• _Exercise details_
Repeat exactly the lines from the start of the records below through the line that contains "Segment every instance of the bare", including both.

• _Input records_
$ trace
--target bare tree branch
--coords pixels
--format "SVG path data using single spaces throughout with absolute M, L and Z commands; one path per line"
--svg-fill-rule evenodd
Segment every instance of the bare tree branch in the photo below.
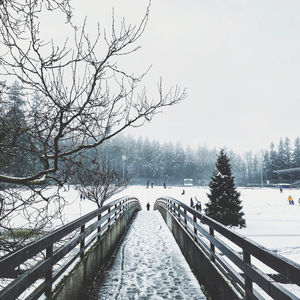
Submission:
M 93 159 L 85 165 L 86 167 L 81 168 L 77 173 L 79 191 L 81 197 L 96 203 L 98 208 L 129 184 L 129 178 L 122 178 L 107 161 L 99 162 Z
M 150 4 L 138 25 L 119 29 L 112 18 L 111 36 L 103 36 L 105 54 L 99 57 L 101 34 L 91 40 L 86 21 L 81 27 L 66 24 L 74 30 L 73 42 L 61 47 L 40 37 L 39 16 L 47 9 L 57 9 L 70 20 L 68 1 L 19 1 L 2 4 L 6 16 L 0 30 L 0 40 L 7 53 L 0 57 L 0 70 L 22 82 L 24 89 L 41 95 L 40 111 L 34 114 L 27 106 L 28 134 L 34 152 L 43 162 L 43 169 L 24 177 L 0 175 L 0 181 L 14 184 L 42 184 L 55 177 L 59 161 L 83 150 L 101 145 L 130 126 L 141 126 L 152 119 L 159 109 L 179 103 L 186 91 L 178 87 L 163 92 L 158 85 L 156 99 L 149 100 L 145 91 L 139 92 L 147 72 L 135 76 L 118 67 L 114 58 L 130 55 L 139 47 L 133 46 L 143 34 Z M 103 52 L 103 51 L 102 51 Z
M 149 11 L 150 2 L 137 25 L 123 19 L 117 26 L 113 15 L 110 33 L 101 32 L 98 26 L 91 38 L 87 19 L 81 26 L 73 23 L 69 0 L 0 0 L 0 150 L 4 159 L 12 157 L 12 150 L 17 155 L 28 154 L 23 155 L 24 165 L 31 165 L 26 172 L 12 172 L 0 164 L 0 228 L 13 234 L 18 214 L 29 228 L 22 241 L 0 241 L 0 250 L 15 249 L 30 240 L 32 232 L 61 218 L 64 199 L 59 187 L 74 173 L 81 174 L 80 162 L 88 149 L 128 127 L 143 125 L 162 108 L 186 97 L 186 90 L 177 86 L 164 90 L 162 80 L 156 95 L 150 97 L 142 86 L 149 68 L 142 74 L 122 68 L 122 60 L 140 49 L 137 43 Z M 40 22 L 45 15 L 55 18 L 57 14 L 73 33 L 61 44 L 43 38 Z M 18 126 L 13 118 L 9 122 L 4 118 L 12 96 L 4 84 L 8 78 L 20 82 L 26 95 L 24 122 Z M 126 182 L 106 163 L 93 163 L 84 176 L 98 181 L 93 191 L 85 186 L 82 193 L 87 191 L 89 198 L 102 205 Z M 56 185 L 50 196 L 49 185 Z M 53 211 L 51 205 L 56 207 Z

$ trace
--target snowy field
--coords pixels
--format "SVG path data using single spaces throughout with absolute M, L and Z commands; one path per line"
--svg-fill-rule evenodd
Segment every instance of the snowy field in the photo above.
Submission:
M 183 195 L 183 190 L 185 191 Z M 239 188 L 245 213 L 246 228 L 234 230 L 249 239 L 263 245 L 264 247 L 287 257 L 288 259 L 300 264 L 300 190 L 285 189 L 282 193 L 278 189 L 270 188 Z M 176 198 L 186 204 L 190 204 L 192 197 L 201 201 L 202 208 L 208 201 L 207 187 L 177 187 L 171 186 L 164 189 L 162 186 L 153 188 L 146 186 L 129 186 L 109 201 L 123 196 L 137 197 L 146 210 L 149 202 L 151 210 L 157 198 L 169 196 Z M 85 199 L 80 201 L 80 193 L 75 188 L 70 187 L 69 191 L 62 191 L 68 203 L 64 208 L 64 221 L 70 222 L 84 214 L 97 208 L 96 204 Z M 295 205 L 289 205 L 288 197 L 291 195 Z M 22 227 L 22 218 L 17 216 L 14 219 L 16 227 Z M 150 225 L 151 226 L 151 225 Z M 254 264 L 256 262 L 253 261 Z M 261 268 L 262 266 L 259 265 Z M 266 266 L 265 266 L 266 267 Z M 262 268 L 265 272 L 269 270 Z M 271 271 L 272 272 L 272 271 Z M 286 288 L 294 292 L 300 299 L 300 289 L 295 285 Z
M 183 189 L 185 194 L 182 195 Z M 278 189 L 270 188 L 240 188 L 243 211 L 245 213 L 246 228 L 235 229 L 251 240 L 281 254 L 300 264 L 300 205 L 298 199 L 300 190 L 285 189 L 282 193 Z M 197 197 L 202 208 L 208 201 L 208 188 L 203 187 L 167 187 L 129 186 L 111 200 L 122 196 L 137 197 L 143 210 L 149 202 L 151 208 L 155 200 L 161 196 L 174 197 L 186 204 L 191 197 Z M 64 192 L 70 205 L 65 209 L 65 218 L 69 221 L 96 208 L 88 200 L 79 201 L 79 194 L 75 190 Z M 295 205 L 289 205 L 288 196 L 291 195 Z
M 184 195 L 182 194 L 185 191 Z M 238 229 L 237 232 L 247 238 L 263 245 L 264 247 L 278 253 L 298 264 L 300 264 L 300 190 L 284 189 L 280 193 L 279 189 L 271 188 L 239 188 L 241 193 L 243 212 L 245 213 L 246 228 Z M 207 187 L 167 187 L 154 186 L 153 188 L 146 186 L 129 186 L 119 194 L 115 195 L 111 200 L 122 196 L 137 197 L 143 210 L 146 210 L 146 204 L 149 202 L 151 210 L 154 202 L 161 196 L 170 196 L 176 198 L 186 204 L 190 204 L 190 198 L 197 197 L 201 201 L 202 208 L 208 201 Z M 70 204 L 65 213 L 65 217 L 69 220 L 79 217 L 96 207 L 88 200 L 78 201 L 79 194 L 75 190 L 70 190 L 67 197 Z M 289 205 L 288 197 L 291 195 L 295 205 Z M 71 201 L 71 200 L 75 201 Z M 235 248 L 235 247 L 233 247 Z M 266 273 L 273 273 L 271 269 L 257 260 L 252 261 Z M 296 285 L 285 285 L 300 299 L 300 289 Z M 264 294 L 264 293 L 263 293 Z M 266 299 L 269 297 L 264 294 Z

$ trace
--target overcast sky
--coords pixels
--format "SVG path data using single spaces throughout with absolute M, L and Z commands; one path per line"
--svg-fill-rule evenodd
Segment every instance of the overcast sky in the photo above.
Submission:
M 145 0 L 73 0 L 75 18 L 107 26 L 137 22 Z M 300 136 L 299 0 L 152 0 L 150 19 L 130 61 L 152 65 L 145 84 L 188 90 L 187 99 L 156 115 L 136 137 L 236 152 L 267 149 Z M 78 19 L 78 20 L 79 20 Z M 91 26 L 93 28 L 93 26 Z

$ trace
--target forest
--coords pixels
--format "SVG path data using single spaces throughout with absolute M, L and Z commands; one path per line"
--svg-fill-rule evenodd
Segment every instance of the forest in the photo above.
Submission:
M 0 113 L 0 171 L 10 176 L 29 175 L 42 162 L 30 151 L 35 145 L 30 145 L 26 137 L 26 95 L 22 94 L 22 87 L 17 81 L 8 90 L 8 100 Z M 39 94 L 34 93 L 30 101 L 37 114 L 39 98 Z M 201 145 L 192 149 L 179 142 L 161 144 L 159 141 L 150 141 L 147 137 L 133 138 L 122 134 L 104 141 L 98 149 L 88 150 L 86 157 L 109 163 L 112 169 L 120 176 L 129 178 L 133 184 L 151 181 L 156 185 L 162 185 L 163 182 L 181 185 L 184 178 L 191 178 L 196 185 L 208 185 L 218 151 L 219 149 L 208 149 Z M 274 170 L 300 166 L 299 137 L 293 144 L 288 137 L 281 138 L 277 147 L 271 142 L 270 148 L 260 153 L 249 150 L 240 155 L 230 149 L 226 151 L 239 186 L 277 183 L 282 178 Z M 81 166 L 88 163 L 89 160 L 81 159 Z M 77 183 L 76 180 L 74 174 L 69 174 L 69 183 Z M 285 180 L 293 181 L 295 178 Z
M 192 149 L 181 143 L 161 144 L 148 138 L 135 139 L 120 136 L 105 143 L 101 148 L 101 157 L 105 157 L 114 169 L 122 173 L 122 156 L 126 156 L 125 173 L 133 183 L 145 184 L 183 184 L 184 178 L 192 178 L 196 185 L 208 185 L 214 172 L 219 149 L 198 146 Z M 232 173 L 239 186 L 261 186 L 275 184 L 281 180 L 295 181 L 295 178 L 280 178 L 274 170 L 300 166 L 300 139 L 290 145 L 289 138 L 280 139 L 278 148 L 274 143 L 270 149 L 243 155 L 226 149 L 232 166 Z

• _Result_
$ trace
--target bare tree branch
--coords pixels
--format "SVG path data using single spaces throughout with absolute M, L and Z commands; one path per line"
--svg-fill-rule evenodd
Segment every instance of the bare tree branch in the photo below.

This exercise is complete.